(Source data begins)
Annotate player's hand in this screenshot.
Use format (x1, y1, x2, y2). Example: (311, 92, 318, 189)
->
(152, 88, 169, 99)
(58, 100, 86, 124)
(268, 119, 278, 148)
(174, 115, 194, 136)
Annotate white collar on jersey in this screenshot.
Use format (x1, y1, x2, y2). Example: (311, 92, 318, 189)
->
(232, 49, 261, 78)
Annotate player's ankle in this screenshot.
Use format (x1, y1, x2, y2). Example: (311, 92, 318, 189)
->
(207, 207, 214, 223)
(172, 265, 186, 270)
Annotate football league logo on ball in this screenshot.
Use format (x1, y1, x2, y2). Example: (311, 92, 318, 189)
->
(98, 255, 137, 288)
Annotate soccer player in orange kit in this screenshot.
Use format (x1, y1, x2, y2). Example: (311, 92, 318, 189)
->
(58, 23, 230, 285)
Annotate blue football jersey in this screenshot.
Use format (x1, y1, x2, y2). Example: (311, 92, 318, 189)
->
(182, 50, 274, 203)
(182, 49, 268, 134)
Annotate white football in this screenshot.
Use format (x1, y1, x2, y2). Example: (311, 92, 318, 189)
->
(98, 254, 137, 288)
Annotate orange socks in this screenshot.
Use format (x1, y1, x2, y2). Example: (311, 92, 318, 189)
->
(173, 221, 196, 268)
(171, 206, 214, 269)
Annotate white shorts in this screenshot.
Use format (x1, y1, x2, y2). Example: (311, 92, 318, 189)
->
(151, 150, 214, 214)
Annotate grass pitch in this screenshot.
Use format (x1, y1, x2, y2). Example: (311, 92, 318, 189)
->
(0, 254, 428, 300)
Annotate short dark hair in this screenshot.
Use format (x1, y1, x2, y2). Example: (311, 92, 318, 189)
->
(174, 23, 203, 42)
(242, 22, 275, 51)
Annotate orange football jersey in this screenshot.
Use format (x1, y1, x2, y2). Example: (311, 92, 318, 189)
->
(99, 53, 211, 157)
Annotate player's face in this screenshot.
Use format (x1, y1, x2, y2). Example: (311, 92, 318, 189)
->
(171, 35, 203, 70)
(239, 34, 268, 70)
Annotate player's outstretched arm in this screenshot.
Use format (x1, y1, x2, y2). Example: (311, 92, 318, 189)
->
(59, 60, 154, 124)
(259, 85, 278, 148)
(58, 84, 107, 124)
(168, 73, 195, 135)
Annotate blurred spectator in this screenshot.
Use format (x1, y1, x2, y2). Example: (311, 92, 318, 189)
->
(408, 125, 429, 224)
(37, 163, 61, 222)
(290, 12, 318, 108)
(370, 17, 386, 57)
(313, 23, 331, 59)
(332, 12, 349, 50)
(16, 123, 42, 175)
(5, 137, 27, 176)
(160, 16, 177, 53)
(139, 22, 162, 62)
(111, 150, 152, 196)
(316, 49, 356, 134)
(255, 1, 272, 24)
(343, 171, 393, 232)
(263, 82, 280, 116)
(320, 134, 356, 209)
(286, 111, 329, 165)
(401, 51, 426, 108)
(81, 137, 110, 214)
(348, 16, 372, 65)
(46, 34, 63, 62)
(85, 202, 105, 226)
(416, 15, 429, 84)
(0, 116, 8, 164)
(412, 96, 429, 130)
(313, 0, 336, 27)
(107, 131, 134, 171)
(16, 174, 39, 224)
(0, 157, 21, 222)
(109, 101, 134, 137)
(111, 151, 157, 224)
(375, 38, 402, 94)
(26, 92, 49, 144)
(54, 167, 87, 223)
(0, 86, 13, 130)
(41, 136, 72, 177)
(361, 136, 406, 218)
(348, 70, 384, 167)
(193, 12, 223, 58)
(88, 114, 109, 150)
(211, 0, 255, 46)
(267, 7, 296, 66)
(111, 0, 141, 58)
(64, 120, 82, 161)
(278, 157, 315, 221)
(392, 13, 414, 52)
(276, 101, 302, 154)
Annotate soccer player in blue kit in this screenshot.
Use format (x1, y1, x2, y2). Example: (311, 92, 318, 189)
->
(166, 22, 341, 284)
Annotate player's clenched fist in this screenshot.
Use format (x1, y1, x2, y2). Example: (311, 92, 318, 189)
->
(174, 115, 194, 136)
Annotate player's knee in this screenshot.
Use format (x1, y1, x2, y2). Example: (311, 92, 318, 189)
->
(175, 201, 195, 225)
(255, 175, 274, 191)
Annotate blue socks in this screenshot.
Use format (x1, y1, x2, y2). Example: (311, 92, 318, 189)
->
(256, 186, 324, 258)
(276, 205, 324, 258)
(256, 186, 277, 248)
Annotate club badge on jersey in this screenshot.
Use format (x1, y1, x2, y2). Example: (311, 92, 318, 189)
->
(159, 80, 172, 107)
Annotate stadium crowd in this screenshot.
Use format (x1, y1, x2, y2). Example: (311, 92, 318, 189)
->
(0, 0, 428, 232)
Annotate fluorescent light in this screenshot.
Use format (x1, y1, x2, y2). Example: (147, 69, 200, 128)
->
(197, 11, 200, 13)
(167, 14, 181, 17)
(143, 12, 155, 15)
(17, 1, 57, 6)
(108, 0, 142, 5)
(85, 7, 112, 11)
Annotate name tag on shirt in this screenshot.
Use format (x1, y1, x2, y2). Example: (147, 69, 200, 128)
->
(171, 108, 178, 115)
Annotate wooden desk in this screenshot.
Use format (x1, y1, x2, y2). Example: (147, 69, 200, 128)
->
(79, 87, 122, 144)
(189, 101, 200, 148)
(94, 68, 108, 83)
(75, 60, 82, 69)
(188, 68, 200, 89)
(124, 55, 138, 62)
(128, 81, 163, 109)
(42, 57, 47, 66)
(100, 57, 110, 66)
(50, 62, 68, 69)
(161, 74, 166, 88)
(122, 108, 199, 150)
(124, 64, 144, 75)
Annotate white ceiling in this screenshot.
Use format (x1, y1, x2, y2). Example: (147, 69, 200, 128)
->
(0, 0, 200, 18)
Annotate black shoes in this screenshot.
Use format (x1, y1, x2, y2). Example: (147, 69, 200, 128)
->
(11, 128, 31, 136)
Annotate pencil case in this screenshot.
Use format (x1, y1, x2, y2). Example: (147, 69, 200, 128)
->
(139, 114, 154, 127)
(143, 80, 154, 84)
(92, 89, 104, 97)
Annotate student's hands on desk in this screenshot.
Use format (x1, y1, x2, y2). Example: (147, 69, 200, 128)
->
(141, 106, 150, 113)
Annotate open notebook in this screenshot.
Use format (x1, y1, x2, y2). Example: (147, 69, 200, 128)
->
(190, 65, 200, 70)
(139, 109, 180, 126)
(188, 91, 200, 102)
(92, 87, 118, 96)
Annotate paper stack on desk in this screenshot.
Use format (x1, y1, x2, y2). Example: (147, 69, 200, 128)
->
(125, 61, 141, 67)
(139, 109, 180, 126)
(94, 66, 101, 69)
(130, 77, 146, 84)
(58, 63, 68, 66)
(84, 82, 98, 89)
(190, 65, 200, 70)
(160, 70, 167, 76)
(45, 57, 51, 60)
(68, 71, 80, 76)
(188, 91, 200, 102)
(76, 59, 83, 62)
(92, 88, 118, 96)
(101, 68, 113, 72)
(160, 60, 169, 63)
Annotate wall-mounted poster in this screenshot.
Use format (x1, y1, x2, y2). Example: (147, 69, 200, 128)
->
(Source data ends)
Problem description: Using the material above, write out each entry again with nothing changed.

Solution for this problem:
Annotate player's hand in this screenshot.
Use format (x1, y1, x2, y2). Example: (311, 92, 318, 189)
->
(152, 88, 169, 99)
(58, 100, 86, 124)
(268, 119, 278, 148)
(174, 115, 194, 136)
Annotate white collar on jersey in this screenshot.
Use format (x1, y1, x2, y2). Example: (311, 92, 318, 189)
->
(232, 49, 261, 78)
Annotate player's ankle in this screenshot.
Use format (x1, y1, x2, y2). Example: (311, 92, 318, 189)
->
(207, 207, 214, 223)
(172, 265, 186, 270)
Annotate football league logo on ball in this screenshot.
Use format (x1, y1, x2, y2). Example: (311, 92, 318, 189)
->
(98, 255, 137, 288)
Annotate soccer player in orange kit in this screenshot.
Use format (x1, y1, x2, y2). Example: (311, 92, 318, 189)
->
(58, 23, 230, 285)
Annotate blue football jersey in this screenshot.
Use format (x1, y1, x2, y2). Example: (311, 92, 318, 189)
->
(182, 50, 274, 203)
(182, 49, 268, 134)
Annotate white football in this screenshot.
Use format (x1, y1, x2, y2). Example: (311, 92, 318, 189)
->
(98, 254, 137, 288)
Annotate orange socks in this screenshot.
Use format (x1, y1, x2, y2). Example: (311, 92, 318, 189)
->
(173, 221, 196, 268)
(171, 206, 214, 269)
Annotate white shorts in this screenshot.
Use format (x1, y1, x2, y2). Example: (311, 92, 318, 189)
->
(151, 150, 214, 214)
Annotate grass pitch in this screenshot.
Use format (x1, y1, x2, y2). Example: (311, 92, 318, 189)
->
(0, 254, 428, 300)
Annotate short dark hair in this screenshot.
Use format (x1, y1, x2, y2). Example: (311, 92, 318, 189)
->
(174, 23, 203, 42)
(242, 22, 275, 51)
Annotate orange football jersey in this screenshot.
Use format (x1, y1, x2, y2). Example: (311, 92, 318, 189)
->
(99, 53, 211, 157)
Annotate player's face in this screenshot.
Use format (x1, y1, x2, y2). Example: (311, 92, 318, 189)
->
(171, 35, 203, 70)
(239, 34, 268, 70)
Annotate player's outstretched arm in this screenshot.
Use format (x1, y1, x2, y2). Example: (311, 92, 318, 189)
->
(59, 60, 154, 124)
(259, 85, 278, 148)
(58, 84, 107, 124)
(168, 73, 195, 135)
Annotate blurred spectator in this screenshot.
Use format (x1, y1, x2, y2). Example: (311, 92, 318, 189)
->
(408, 125, 429, 224)
(37, 163, 61, 222)
(290, 12, 318, 108)
(370, 17, 386, 57)
(313, 23, 331, 59)
(332, 12, 349, 50)
(16, 123, 42, 175)
(5, 137, 27, 176)
(160, 16, 177, 53)
(139, 22, 162, 62)
(111, 150, 152, 196)
(316, 49, 356, 134)
(255, 1, 272, 24)
(343, 171, 393, 232)
(263, 82, 280, 116)
(320, 134, 356, 209)
(286, 111, 329, 165)
(401, 51, 426, 108)
(81, 137, 110, 214)
(348, 16, 372, 65)
(46, 34, 63, 62)
(85, 202, 105, 226)
(416, 15, 429, 84)
(0, 116, 8, 164)
(412, 96, 429, 130)
(313, 0, 336, 27)
(107, 131, 134, 171)
(16, 174, 39, 224)
(0, 157, 21, 222)
(109, 101, 134, 137)
(111, 151, 157, 224)
(375, 38, 402, 94)
(26, 92, 49, 144)
(54, 167, 87, 223)
(0, 86, 13, 130)
(41, 136, 72, 177)
(361, 136, 406, 218)
(348, 70, 384, 167)
(193, 12, 223, 58)
(88, 114, 109, 150)
(211, 0, 255, 46)
(267, 7, 296, 66)
(111, 0, 141, 58)
(64, 120, 82, 161)
(278, 157, 315, 221)
(392, 13, 414, 52)
(276, 101, 302, 154)
Annotate soccer player in blue kit in this screenshot.
Use format (x1, y1, x2, y2). Example: (311, 92, 318, 189)
->
(166, 22, 341, 284)
Annotate player's clenched fist in this screenshot.
Use format (x1, y1, x2, y2). Example: (311, 92, 318, 189)
->
(174, 115, 194, 136)
Annotate player's knee in this screenshot.
Use format (x1, y1, x2, y2). Example: (311, 92, 318, 189)
->
(175, 201, 195, 225)
(255, 175, 274, 191)
Annotate blue socks in this screenshot.
Use format (x1, y1, x2, y2). Example: (311, 92, 318, 189)
->
(256, 186, 324, 258)
(276, 205, 324, 258)
(256, 186, 277, 248)
Annotate club badge on jersey in this screenshot.
Use format (x1, y1, x2, y2). Example: (311, 92, 318, 189)
->
(159, 80, 172, 107)
Annotate stadium crowd in this screenshot.
Use format (x1, y1, x2, y2). Example: (311, 92, 318, 189)
->
(0, 0, 428, 232)
Annotate fluorescent light in this screenshot.
Use format (x1, y1, x2, y2). Example: (147, 69, 200, 128)
->
(197, 11, 200, 13)
(167, 14, 181, 17)
(143, 12, 155, 15)
(17, 1, 57, 6)
(108, 0, 142, 5)
(85, 7, 112, 11)
Annotate name tag on shirt in this screenshot.
Use format (x1, y1, x2, y2). Example: (147, 69, 200, 128)
->
(171, 108, 178, 115)
Annotate wooden desk in this screenshot.
Use format (x1, y1, x2, y2). Example: (147, 69, 200, 128)
->
(79, 87, 122, 144)
(189, 101, 200, 148)
(94, 68, 108, 83)
(75, 60, 82, 69)
(188, 68, 200, 89)
(124, 55, 138, 62)
(128, 81, 163, 109)
(42, 57, 47, 66)
(100, 57, 110, 66)
(50, 62, 68, 69)
(161, 74, 166, 88)
(122, 108, 199, 150)
(124, 64, 144, 75)
Annotate white ceiling in this screenshot.
Use format (x1, y1, x2, y2). Example: (147, 69, 200, 128)
->
(0, 0, 200, 18)
Annotate black shoes in this screenshot.
Use format (x1, y1, x2, y2). Example: (147, 69, 200, 128)
->
(11, 128, 31, 136)
Annotate pencil case in this screenshot.
Use format (x1, y1, x2, y2). Example: (147, 69, 200, 128)
->
(139, 114, 154, 127)
(143, 80, 154, 84)
(92, 89, 104, 97)
Annotate student's hands on desk in this screenshot.
Use format (x1, y1, x2, y2). Example: (147, 69, 200, 128)
->
(141, 106, 150, 113)
Annotate open notebook in this screenshot.
Use format (x1, y1, x2, y2). Example: (147, 69, 200, 128)
->
(190, 65, 200, 70)
(139, 109, 180, 126)
(188, 91, 200, 102)
(92, 87, 118, 96)
Annotate paper stack on desk in this screenshot.
Use format (x1, y1, x2, y2). Example: (147, 69, 200, 128)
->
(125, 61, 141, 67)
(139, 109, 180, 126)
(94, 66, 101, 69)
(130, 77, 146, 84)
(58, 63, 68, 66)
(84, 82, 98, 89)
(190, 65, 200, 70)
(160, 70, 167, 76)
(45, 57, 51, 60)
(68, 71, 80, 76)
(188, 91, 200, 102)
(76, 59, 83, 62)
(92, 88, 118, 96)
(101, 68, 113, 72)
(160, 60, 169, 63)
Annotate wall-mounted poster in this screenshot.
Use format (x1, y1, x2, y2). Example: (147, 69, 200, 128)
->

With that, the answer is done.